- _Prompt_: Render the following material again verbatim, leaving nothing out.

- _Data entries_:
-- BEGIN --

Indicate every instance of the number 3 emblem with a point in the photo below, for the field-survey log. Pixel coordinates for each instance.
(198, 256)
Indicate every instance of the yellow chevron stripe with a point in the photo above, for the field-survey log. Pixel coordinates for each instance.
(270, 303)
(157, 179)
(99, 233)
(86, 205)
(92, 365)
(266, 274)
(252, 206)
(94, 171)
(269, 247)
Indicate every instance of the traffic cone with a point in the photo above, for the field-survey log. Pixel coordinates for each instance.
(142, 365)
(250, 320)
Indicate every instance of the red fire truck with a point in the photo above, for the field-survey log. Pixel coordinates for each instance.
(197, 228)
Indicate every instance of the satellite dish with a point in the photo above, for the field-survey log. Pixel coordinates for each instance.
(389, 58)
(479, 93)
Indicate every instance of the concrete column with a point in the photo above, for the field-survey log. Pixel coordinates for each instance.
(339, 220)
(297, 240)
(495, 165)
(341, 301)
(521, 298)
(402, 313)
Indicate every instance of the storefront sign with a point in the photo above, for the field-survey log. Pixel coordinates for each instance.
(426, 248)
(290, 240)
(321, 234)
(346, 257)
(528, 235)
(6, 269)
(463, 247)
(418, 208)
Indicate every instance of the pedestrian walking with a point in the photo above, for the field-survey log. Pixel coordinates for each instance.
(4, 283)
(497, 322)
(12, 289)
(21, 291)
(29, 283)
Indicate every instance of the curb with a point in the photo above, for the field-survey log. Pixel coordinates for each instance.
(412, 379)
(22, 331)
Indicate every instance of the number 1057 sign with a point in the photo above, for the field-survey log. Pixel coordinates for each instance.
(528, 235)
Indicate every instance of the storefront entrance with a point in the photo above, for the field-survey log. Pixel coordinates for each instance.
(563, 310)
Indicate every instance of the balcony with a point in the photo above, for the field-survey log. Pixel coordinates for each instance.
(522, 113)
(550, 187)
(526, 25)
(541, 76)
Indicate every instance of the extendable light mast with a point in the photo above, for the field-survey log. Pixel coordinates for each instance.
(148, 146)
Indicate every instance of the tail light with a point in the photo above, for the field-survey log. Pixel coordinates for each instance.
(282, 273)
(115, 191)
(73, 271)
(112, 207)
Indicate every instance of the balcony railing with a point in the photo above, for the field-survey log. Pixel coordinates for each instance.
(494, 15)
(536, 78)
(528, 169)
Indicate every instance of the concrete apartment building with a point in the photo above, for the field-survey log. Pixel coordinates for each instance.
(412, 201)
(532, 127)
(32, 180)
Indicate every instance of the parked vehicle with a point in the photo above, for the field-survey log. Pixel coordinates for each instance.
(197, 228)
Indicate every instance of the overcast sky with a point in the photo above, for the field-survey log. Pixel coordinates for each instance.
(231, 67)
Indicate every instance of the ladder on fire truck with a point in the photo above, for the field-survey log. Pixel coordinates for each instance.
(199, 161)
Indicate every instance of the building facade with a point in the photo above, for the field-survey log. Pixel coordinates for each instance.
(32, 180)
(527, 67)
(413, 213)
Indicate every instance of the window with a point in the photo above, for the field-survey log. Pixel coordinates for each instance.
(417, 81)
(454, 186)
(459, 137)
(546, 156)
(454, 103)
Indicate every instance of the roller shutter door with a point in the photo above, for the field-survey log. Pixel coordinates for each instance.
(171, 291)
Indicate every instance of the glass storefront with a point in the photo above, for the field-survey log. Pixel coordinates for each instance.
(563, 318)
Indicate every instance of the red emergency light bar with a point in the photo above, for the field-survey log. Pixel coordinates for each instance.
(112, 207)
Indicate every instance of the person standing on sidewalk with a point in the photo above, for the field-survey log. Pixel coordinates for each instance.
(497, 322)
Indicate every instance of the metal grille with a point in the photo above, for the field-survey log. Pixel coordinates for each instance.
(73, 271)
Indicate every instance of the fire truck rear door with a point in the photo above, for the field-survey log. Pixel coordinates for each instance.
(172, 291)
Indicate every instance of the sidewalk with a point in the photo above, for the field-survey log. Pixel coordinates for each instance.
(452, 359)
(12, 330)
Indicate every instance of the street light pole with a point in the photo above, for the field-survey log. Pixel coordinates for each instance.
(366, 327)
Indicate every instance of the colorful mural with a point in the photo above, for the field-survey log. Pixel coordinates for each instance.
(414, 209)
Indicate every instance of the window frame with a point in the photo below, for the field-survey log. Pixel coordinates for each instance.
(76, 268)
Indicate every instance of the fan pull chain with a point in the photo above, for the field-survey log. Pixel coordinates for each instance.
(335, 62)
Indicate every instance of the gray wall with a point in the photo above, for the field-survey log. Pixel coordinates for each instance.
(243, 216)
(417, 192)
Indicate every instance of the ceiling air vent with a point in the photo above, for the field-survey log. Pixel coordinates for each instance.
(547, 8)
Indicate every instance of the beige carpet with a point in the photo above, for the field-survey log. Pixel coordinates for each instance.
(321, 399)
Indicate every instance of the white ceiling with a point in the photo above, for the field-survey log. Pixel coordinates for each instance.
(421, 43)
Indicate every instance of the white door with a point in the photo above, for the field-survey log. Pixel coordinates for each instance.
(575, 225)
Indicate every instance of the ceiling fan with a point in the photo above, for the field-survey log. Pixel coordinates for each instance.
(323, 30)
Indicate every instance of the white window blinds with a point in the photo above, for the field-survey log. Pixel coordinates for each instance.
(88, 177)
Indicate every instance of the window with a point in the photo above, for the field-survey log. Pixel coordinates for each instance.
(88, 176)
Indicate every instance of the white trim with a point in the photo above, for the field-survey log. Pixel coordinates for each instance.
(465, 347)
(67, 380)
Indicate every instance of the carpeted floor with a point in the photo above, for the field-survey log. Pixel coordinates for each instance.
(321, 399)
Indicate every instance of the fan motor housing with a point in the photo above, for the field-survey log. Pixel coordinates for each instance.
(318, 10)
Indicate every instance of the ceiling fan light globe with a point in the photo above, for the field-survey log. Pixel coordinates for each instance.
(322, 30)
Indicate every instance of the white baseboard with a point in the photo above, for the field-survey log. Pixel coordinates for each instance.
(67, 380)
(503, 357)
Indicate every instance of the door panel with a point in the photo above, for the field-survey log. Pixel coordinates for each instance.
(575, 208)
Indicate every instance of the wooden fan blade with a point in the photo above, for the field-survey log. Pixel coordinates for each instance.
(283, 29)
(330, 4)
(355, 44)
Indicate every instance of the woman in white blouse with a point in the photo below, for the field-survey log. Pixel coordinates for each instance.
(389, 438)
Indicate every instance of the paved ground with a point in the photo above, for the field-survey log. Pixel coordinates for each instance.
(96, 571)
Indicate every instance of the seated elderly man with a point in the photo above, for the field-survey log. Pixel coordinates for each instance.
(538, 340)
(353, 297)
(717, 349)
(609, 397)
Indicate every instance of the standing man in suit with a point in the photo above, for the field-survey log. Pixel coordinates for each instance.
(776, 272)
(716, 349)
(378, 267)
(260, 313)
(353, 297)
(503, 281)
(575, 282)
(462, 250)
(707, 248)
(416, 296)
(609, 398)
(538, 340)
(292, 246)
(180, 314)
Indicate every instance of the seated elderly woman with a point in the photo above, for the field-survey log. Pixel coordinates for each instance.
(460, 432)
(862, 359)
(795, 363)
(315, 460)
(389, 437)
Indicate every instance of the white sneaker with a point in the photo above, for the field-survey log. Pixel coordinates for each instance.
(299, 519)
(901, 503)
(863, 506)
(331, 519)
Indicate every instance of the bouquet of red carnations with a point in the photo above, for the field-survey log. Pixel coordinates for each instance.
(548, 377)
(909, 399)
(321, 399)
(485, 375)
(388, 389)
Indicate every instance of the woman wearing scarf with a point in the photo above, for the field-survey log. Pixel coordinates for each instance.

-- END --

- _Written answer_:
Indicate every instance of the number 3 emblem with a point in the photo below, for the field-survey log. Pixel coordinates for each instance.
(198, 256)
Indicate every instance of the yellow chevron stripe with a point in the photo above, for the field-survey log. Pixel coordinates for each instance.
(270, 303)
(157, 179)
(99, 233)
(86, 205)
(92, 365)
(266, 274)
(252, 206)
(94, 171)
(269, 247)
Indicate every instance of the traffic cone with a point in the photo above, for the field-survey log. Pixel coordinates for each instance.
(142, 365)
(250, 320)
Indicate every instance of the red fire truck with a point in the photo above, for the field-survey log. Pixel coordinates for each instance.
(197, 228)
Indicate every instance of the satellite dish with a point in the photo above, for the field-survey log. Pixel coordinates for each instance.
(389, 58)
(479, 93)
Indicate every instance of the concrete column with a point in the photo above, for the field-survey log. Pixel coordinates for each instance.
(339, 220)
(297, 240)
(495, 165)
(341, 301)
(521, 298)
(402, 313)
Indicate every instance of the storefront sign with a point in the photo above, for the field-survey log. Pixel coordinates for each instance.
(426, 248)
(290, 240)
(321, 234)
(346, 257)
(528, 235)
(6, 269)
(463, 247)
(418, 208)
Indicate every instance of the pedestrian walking with a point in the photo above, for the field-survey log. Pixel coordinates for each instance.
(4, 283)
(497, 322)
(12, 289)
(21, 291)
(29, 283)
Indicate every instance of the curb with a point in the photo above, for the field-survey log. Pixel coordinates for each instance.
(412, 379)
(22, 331)
Indicate every instance of the number 1057 sign with a point in the photo above, for the field-survey log. Pixel coordinates for each instance.
(528, 235)
Indicate every instance of the storefront entrance with a point in the photo above, for the field-survey log. Pixel coordinates for each instance.
(563, 310)
Indicate every instance of the balcony with a point in the photo above, for the field-survey log. Pixel coordinates for each instance.
(522, 113)
(550, 187)
(526, 25)
(541, 76)
Indicate every instance of the extendable light mast with a point in the photo above, for the field-survey log. Pixel coordinates for each instance.
(148, 146)
Indicate every instance of the tail light with a point in the photo above, for the field-survey log. Pixel coordinates for each instance.
(282, 273)
(115, 191)
(73, 271)
(112, 207)
Indicate every instance of the balcony railing with a point in the photo above, for the field-survey log. Pixel coordinates for each instance.
(494, 15)
(536, 78)
(528, 169)
Indicate every instance of the concrete apartment building with a point in the photo above, for the field-survey log. Pixel coordinates for each instance.
(412, 201)
(532, 127)
(32, 180)
Indicate every instance of the parked vehicle with a point in the photo above, for the field-survey log. Pixel coordinates for each instance.
(197, 228)
Indicate every instance of the overcast sky with a point in the photo above, for the field-survey log. Pixel coordinates for each instance.
(231, 67)
Indicate every instance of the ladder on fire truck with a point in the photo above, for the field-survey log. Pixel coordinates for each instance.
(199, 161)
Indicate every instance of the building facade with a point in the photo above, for the field-survey log. Pixel coordinates for each instance.
(32, 180)
(527, 67)
(413, 213)
Indicate every instance of the window with a point in the photo above, for the field-survey log. Pixel coordinates for each instance.
(417, 81)
(454, 186)
(459, 137)
(546, 156)
(454, 103)
Indicate every instance of the roller shutter door with a point in the photo above, for the field-survey log. Pixel coordinates for each instance.
(171, 291)
Indicate every instance of the glass storefront with a point in the photo above, for the field-survey log. Pixel coordinates for each instance.
(563, 318)
Indicate every instance of the red emergency light bar with a point in the photo above, for the field-survey log. Pixel coordinates for each instance.
(112, 207)
Indicate every instance of the person standing on sidewalk with a point in the photo above, for the field-survey log. Pixel coordinates for each instance.
(497, 322)
Indicate every instance of the metal grille with a point in the photo above, for the field-survey log. Pixel coordinates for each instance.
(73, 271)
Indicate every instance of the fire truck rear door with a point in the photo above, for the field-survey log. Pixel coordinates for each instance.
(172, 291)
Indicate every instance of the sidewalk with a point in the photo above, for the field-survey log. Pixel coordinates for each instance.
(452, 359)
(12, 330)
Indicate every instance of the street light pole with a point in the photo above, for the field-survey log. Pixel coordinates for each instance.
(366, 327)
Indicate every instance of the colorful mural with a point in the photo above, for the field-survey log. Pixel coordinates for each instance.
(414, 209)
Indicate every instance of the window frame with a point in the photo below, for the field-survey log. Pixel coordinates for each instance.
(76, 268)
Indicate every instance of the fan pull chain with a point in the photo above, for the field-survey log. Pixel coordinates for each instance.
(335, 62)
Indicate every instance of the gray wall with a point in the photo above, for the field-survey log. Pixel coordinates for each instance.
(243, 216)
(417, 192)
Indicate every instance of the ceiling air vent with a point in the photo above, for the field-survey log. Pixel coordinates for each instance.
(547, 8)
Indicate every instance of the beige carpet with a point in the photo above, for the field-survey log. Pixel coordinates for each instance.
(321, 399)
Indicate every instance of the white ceiling with a point in the photo above, for the field-survey log. Pixel coordinates for each instance.
(421, 43)
Indicate every instance of the white door with a point in the photo above, for the field-survey log. Pixel coordinates for each instance.
(575, 225)
Indicate every instance of the ceiling fan with a point in the photo above, for the field-survey log. Pixel coordinates for each instance.
(323, 30)
Indicate every instance of the white window blinds with a point in the photo above, for the field-survey log. Pixel coordinates for each instance.
(88, 177)
Indicate every instance of the window with a point in the photo above, for the field-survey log. Pixel coordinates for each instance.
(88, 176)
Indicate every instance of the white trim with a point in the photo above, for the field-survey log. Pixel coordinates for each instance.
(465, 347)
(67, 380)
Indicate every instance of the carpeted floor with a point in the photo above, for the field-survey log. Pixel coordinates for each instance.
(321, 399)
Indicate every instance of the fan motor housing with a point in the photo above, for the field-survey log. Pixel coordinates for each instance.
(318, 10)
Indicate every instance of the ceiling fan light globe with a point in the photo above, for the field-survey log. Pixel coordinates for each instance.
(322, 30)
Indicate every instance of the white baseboard with a point in the photo above, for the field-survey log. Pixel coordinates for each instance.
(67, 380)
(503, 357)
Indicate every instance of the door panel with a point in the photo above, for the field-survey log. Pixel coordinates for each instance.
(575, 208)
Indicate every instance of the wooden fan blade with a point in the photo above, for the field-survey log. Pixel coordinates for each instance.
(283, 29)
(330, 4)
(355, 44)
Indicate every instance of the woman in white blouse with a point in the photo below, for the field-survey log. Pixel coordinates for each instance.
(389, 438)
Indicate every instance of the paved ground with a point in the photo above, for the field-survey log. Pixel coordinates for each instance.
(96, 571)
Indicate every instance of the seated elderly man with a point in the photo above, for the field-survey log. Pixel coordinates for each instance.
(538, 340)
(353, 297)
(717, 349)
(609, 397)
Indicate every instance of the standing man in suit with a point in the photo above, for the field-survey log. Pixel coordinates for each instance.
(776, 272)
(716, 349)
(378, 267)
(260, 313)
(353, 297)
(503, 281)
(575, 282)
(462, 250)
(707, 248)
(416, 296)
(609, 398)
(538, 340)
(292, 246)
(180, 314)
Indicate every instance of the seated elderly woman with a point in the photo above, for the field-survey log. Pixel coordinates for each instance.
(460, 432)
(862, 359)
(795, 363)
(315, 460)
(389, 437)
Indicate every instance of the white sneaker with a point in the photo above, for the field-survey log. Pixel coordinates for each instance.
(299, 519)
(901, 503)
(863, 506)
(331, 519)
Indicate every instance of the bouquet of red carnations with a point in the photo above, for the field-survey log. Pixel coordinates for each instance.
(548, 377)
(909, 399)
(321, 399)
(485, 375)
(388, 389)
Indicate every instance of the woman wearing scarf with a point in the photo above, for the field-survey log. Pixel coordinates for each instance.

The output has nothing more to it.